Kaynak metin –
>>>
Yakın çevresine göre mükemmeldirler
Yakın ilişkilerinde ve özellikle arkadaşları tarafından ‘narsist’ bireyler başta mükemmel gözükür. Sevilen, başarılı, övülen bir kişilik yapısı sergiler. Fakat sevgiyi genellikle manipülatif davranışlar ile almaya çalışır. Başarıda üstün bir hırs ve başarısızlık anında ise suçlama davranışlarıyla ön plana çıkarlar. Bu sorunu yaşayan kişiler genellikle aile ve evlilik konusunda karşısındaki insana değersizlik, yetersizlik gibi kavramları yükler ve kişiyi yalnızlaştırma politikasını kurarak üstünlük sağlamaya çalışır.
<<<
Yapılacak iş –
Narsist bireylerle ilgili metni baştan sona, hiçbir değişiklik yapmadan yazın. Yalnızca metinde yer alan bilgilere dayanın.

Verilen veriler –
>>>
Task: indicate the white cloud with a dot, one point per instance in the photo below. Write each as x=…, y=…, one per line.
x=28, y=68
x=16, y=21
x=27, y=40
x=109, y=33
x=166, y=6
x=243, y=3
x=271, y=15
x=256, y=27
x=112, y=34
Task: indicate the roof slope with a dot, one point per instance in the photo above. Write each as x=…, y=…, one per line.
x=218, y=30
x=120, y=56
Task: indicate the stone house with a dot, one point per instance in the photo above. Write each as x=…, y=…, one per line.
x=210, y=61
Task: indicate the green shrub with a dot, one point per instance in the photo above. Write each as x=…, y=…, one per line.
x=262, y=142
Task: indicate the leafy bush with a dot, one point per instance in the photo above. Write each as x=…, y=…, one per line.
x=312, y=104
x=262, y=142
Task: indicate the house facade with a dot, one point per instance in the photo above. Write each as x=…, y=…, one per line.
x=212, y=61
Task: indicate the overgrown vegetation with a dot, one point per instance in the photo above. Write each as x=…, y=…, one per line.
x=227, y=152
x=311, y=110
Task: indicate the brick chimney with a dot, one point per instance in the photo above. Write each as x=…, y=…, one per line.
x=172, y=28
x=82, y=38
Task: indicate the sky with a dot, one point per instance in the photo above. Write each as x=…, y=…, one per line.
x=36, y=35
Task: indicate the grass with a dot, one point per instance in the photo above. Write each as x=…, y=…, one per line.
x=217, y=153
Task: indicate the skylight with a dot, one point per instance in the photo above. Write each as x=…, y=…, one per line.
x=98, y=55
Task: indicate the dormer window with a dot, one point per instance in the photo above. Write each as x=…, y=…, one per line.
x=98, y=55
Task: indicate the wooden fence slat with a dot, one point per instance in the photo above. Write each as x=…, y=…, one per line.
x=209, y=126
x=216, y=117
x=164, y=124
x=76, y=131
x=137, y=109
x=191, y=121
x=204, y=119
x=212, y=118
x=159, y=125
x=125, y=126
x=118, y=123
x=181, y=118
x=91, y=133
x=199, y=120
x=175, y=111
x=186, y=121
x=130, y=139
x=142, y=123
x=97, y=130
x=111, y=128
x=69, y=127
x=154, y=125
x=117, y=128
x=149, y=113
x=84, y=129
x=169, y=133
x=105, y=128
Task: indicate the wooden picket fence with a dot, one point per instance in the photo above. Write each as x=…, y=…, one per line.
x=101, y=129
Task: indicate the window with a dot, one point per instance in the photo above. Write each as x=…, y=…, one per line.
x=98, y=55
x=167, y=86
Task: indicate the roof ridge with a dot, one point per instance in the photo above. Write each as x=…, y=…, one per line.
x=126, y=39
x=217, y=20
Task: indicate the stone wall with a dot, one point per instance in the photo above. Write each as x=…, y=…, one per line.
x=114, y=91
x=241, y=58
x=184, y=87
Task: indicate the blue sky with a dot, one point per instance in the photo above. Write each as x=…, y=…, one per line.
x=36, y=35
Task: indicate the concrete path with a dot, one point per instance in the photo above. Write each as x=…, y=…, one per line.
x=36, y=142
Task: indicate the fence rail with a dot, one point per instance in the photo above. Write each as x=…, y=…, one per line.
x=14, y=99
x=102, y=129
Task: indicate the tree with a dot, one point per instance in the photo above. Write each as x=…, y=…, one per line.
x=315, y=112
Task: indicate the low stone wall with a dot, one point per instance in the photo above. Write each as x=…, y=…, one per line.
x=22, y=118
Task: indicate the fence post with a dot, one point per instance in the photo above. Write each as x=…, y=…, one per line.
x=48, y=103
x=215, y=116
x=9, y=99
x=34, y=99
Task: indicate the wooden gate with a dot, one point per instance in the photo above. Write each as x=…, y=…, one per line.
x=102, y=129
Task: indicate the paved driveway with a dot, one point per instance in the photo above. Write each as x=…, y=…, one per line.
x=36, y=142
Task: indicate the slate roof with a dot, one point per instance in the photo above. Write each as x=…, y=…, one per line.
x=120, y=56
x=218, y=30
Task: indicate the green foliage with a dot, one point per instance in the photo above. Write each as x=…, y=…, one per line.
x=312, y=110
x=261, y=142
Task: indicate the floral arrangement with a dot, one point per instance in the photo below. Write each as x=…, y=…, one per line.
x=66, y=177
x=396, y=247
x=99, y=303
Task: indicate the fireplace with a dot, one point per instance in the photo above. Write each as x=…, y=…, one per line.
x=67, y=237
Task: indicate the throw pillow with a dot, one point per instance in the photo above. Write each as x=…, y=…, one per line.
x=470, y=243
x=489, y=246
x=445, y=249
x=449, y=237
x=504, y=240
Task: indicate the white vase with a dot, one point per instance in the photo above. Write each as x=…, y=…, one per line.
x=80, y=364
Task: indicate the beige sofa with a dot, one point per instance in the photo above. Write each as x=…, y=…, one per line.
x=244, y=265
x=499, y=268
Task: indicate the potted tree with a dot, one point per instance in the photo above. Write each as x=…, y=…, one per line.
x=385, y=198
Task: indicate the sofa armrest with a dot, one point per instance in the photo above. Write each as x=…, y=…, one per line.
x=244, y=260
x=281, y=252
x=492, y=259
<<<
Alıştırma yanıtı –
Yakın çevresine göre mükemmeldirler
Yakın ilişkilerinde ve özellikle arkadaşları tarafından ‘narsist’ bireyler başta mükemmel gözükür. Sevilen, başarılı, övülen bir kişilik yapısı sergiler. Fakat sevgiyi genellikle manipülatif davranışlar ile almaya çalışır. Başarıda üstün bir hırs ve başarısızlık anında ise suçlama davranışlarıyla ön plana çıkarlar. Bu sorunu yaşayan kişiler genellikle aile ve evlilik konusunda karşısındaki insana değersizlik, yetersizlik gibi kavramları yükler ve kişiyi yalnızlaştırma politikasını kurarak üstünlük sağlamaya çalışır.